**Instructions to follow**: Rewrite the material below with every "Pixel coordinates" changed to "Image coordinates" and nothing else altered. Leave the pictures out of your answer.

____ Listing

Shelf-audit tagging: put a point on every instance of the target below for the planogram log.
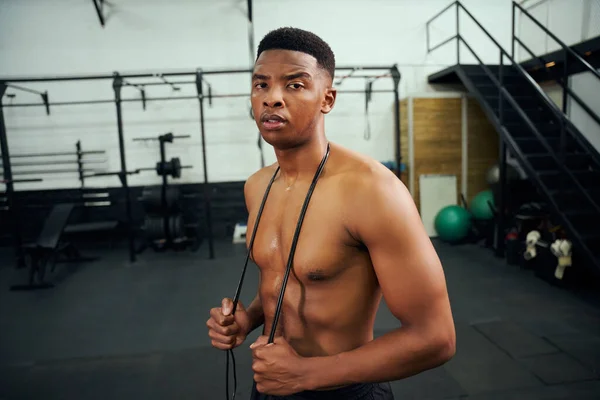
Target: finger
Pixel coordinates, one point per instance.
(221, 346)
(228, 330)
(226, 306)
(266, 386)
(217, 337)
(279, 340)
(221, 319)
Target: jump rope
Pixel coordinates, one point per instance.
(287, 271)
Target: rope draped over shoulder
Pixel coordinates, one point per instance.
(316, 177)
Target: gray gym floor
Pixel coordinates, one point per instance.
(111, 330)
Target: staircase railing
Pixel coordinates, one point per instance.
(569, 55)
(505, 96)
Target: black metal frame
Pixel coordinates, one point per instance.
(506, 139)
(120, 80)
(563, 81)
(117, 86)
(99, 6)
(13, 211)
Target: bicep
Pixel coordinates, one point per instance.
(408, 268)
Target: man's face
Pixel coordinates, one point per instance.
(290, 92)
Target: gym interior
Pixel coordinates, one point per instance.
(127, 135)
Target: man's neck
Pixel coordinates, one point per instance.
(301, 163)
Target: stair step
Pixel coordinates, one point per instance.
(518, 128)
(592, 241)
(532, 145)
(491, 90)
(526, 102)
(546, 161)
(553, 179)
(585, 221)
(574, 199)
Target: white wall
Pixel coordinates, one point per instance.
(572, 21)
(587, 87)
(39, 37)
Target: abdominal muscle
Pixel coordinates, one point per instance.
(322, 318)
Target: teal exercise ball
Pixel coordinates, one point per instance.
(452, 223)
(479, 205)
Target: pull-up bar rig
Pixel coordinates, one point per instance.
(123, 80)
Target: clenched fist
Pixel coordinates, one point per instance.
(228, 331)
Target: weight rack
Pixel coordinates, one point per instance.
(164, 226)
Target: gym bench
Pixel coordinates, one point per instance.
(48, 247)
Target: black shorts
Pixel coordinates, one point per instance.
(361, 391)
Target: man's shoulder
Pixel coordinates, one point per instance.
(361, 173)
(258, 181)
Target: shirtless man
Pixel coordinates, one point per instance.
(362, 238)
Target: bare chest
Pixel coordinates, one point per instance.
(322, 243)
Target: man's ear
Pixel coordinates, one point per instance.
(328, 100)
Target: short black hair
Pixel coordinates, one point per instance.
(300, 40)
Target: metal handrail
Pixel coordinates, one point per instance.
(560, 42)
(562, 84)
(553, 107)
(502, 90)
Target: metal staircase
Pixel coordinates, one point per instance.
(558, 159)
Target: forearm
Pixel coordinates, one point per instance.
(396, 355)
(256, 314)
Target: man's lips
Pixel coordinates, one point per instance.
(272, 121)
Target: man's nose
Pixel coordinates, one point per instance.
(274, 98)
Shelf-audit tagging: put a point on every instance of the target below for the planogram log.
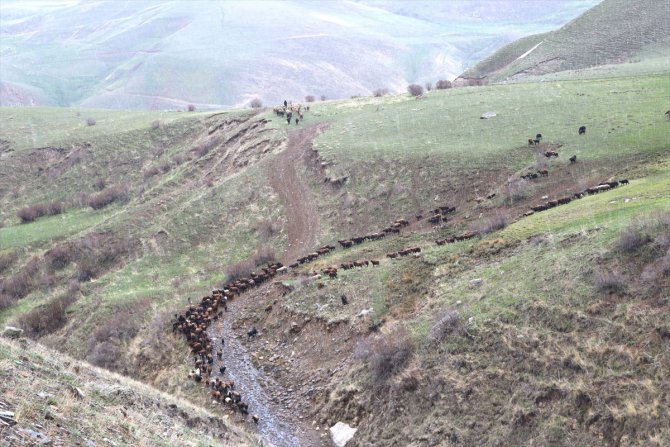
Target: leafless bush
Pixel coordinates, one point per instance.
(378, 93)
(491, 224)
(8, 259)
(33, 212)
(518, 189)
(644, 230)
(179, 159)
(450, 323)
(264, 255)
(21, 284)
(267, 228)
(100, 184)
(117, 193)
(151, 172)
(610, 282)
(46, 318)
(239, 270)
(443, 84)
(95, 257)
(415, 89)
(59, 256)
(386, 355)
(6, 301)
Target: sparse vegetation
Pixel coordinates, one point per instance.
(33, 212)
(415, 89)
(116, 193)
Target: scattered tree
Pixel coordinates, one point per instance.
(415, 89)
(443, 84)
(380, 92)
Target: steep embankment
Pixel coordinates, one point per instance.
(51, 399)
(612, 32)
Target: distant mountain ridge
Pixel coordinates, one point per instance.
(613, 32)
(160, 55)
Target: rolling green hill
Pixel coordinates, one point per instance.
(613, 32)
(165, 55)
(548, 329)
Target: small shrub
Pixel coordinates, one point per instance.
(117, 193)
(386, 355)
(378, 93)
(450, 323)
(46, 318)
(443, 84)
(264, 255)
(7, 260)
(100, 184)
(239, 270)
(610, 282)
(30, 213)
(59, 256)
(267, 228)
(415, 89)
(151, 172)
(491, 224)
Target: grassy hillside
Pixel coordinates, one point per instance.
(157, 55)
(554, 329)
(613, 32)
(57, 400)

________

**Task answer**:
Shelf-audit tagging: put a point on every instance of the target below for the planogram log.
Target: finger
Image coordinates, one point per instance.
(221, 346)
(228, 330)
(226, 306)
(266, 386)
(217, 337)
(279, 340)
(221, 319)
Target: jump rope
Image coordinates, one point per instance.
(287, 271)
Target: rope draped over shoulder
Image coordinates, one point per instance.
(316, 177)
Target: gray gym floor
Image coordinates, one point per instance.
(111, 330)
Target: staircase railing
Image coordinates, one point per instance.
(569, 55)
(505, 96)
Target: black metal frame
Image coordinates, one point per instance.
(506, 139)
(120, 80)
(563, 81)
(117, 86)
(99, 6)
(13, 211)
Target: bicep
Image coordinates, one point per instance.
(408, 268)
Target: man's face
Image coordinates, one point per instance.
(290, 92)
Target: gym interior
Image coordinates, one point per instance.
(127, 135)
Target: man's neck
Image coordinates, one point per instance.
(301, 163)
Target: stair step
Image coordinates, one point per instance.
(518, 128)
(592, 241)
(532, 145)
(491, 90)
(526, 102)
(546, 161)
(553, 179)
(585, 221)
(574, 199)
Target: white wall
Image coordinates, one point per instance.
(572, 21)
(587, 87)
(39, 37)
Target: abdominal muscle
Image coordinates, one point per instance.
(322, 318)
Target: teal exercise ball
Image coordinates, one point per instance.
(452, 223)
(479, 205)
Target: pull-up bar rig
Image coordinates, one point per instance.
(123, 80)
Target: clenched fist
Image coordinates, one point per instance.
(228, 331)
Target: weight rack
Image coordinates, one point per instance.
(164, 226)
Target: gym bench
Image coordinates, one point per instance.
(48, 247)
Target: black shorts
Image coordinates, one point per instance.
(361, 391)
Target: man's shoulder
Image coordinates, one point per instance.
(361, 173)
(258, 181)
Target: shirtless man
Image coordinates, one point per instance.
(362, 238)
Target: bare chest
Image coordinates, one point per instance.
(322, 243)
Target: man's ear
Image coordinates, one point per instance.
(328, 100)
Target: short black hair
Image coordinates, one point per instance.
(300, 40)
Target: metal handrail
Image coordinates, one point per instance.
(560, 42)
(562, 84)
(553, 107)
(502, 90)
Target: metal staircase
Image coordinates, one point per instance.
(558, 159)
Target: forearm
Image coordinates, one point per instance.
(396, 355)
(256, 314)
Target: man's lips
Image coordinates, one point per instance.
(272, 121)
Target: man's nose
Image coordinates, one point per instance.
(274, 98)
Shelf-audit tagging: put a point on every instance of the target below for the planogram log.
Target: leafless bush
Image coordinates, one point per instance.
(378, 93)
(491, 224)
(8, 259)
(33, 212)
(518, 189)
(644, 230)
(179, 159)
(450, 323)
(264, 255)
(21, 284)
(267, 228)
(100, 184)
(117, 193)
(151, 172)
(610, 282)
(46, 318)
(239, 270)
(443, 84)
(95, 257)
(415, 89)
(59, 256)
(386, 355)
(6, 301)
Target: sparse vegetation
Image coordinates, one point per instance.
(33, 212)
(415, 89)
(116, 193)
Target: scattered tree
Image coordinates, one point per instance.
(415, 89)
(443, 84)
(380, 92)
Target: steep embankment
Image coordinates, one point per instance.
(51, 399)
(612, 32)
Target: distant mountain ridge
Image coordinates, one point per instance.
(613, 32)
(160, 55)
Target: rolling green hill
Image coordinates, one point per instance.
(613, 32)
(165, 55)
(548, 329)
Target: small shrub
Image coordinates, one point per instance.
(117, 193)
(386, 355)
(378, 93)
(450, 323)
(46, 318)
(443, 84)
(264, 255)
(7, 260)
(100, 184)
(239, 270)
(610, 282)
(30, 213)
(59, 256)
(267, 228)
(415, 89)
(151, 172)
(491, 224)
Target: grassy hillside
Image coordinates, one point per instance.
(157, 55)
(554, 329)
(613, 32)
(57, 400)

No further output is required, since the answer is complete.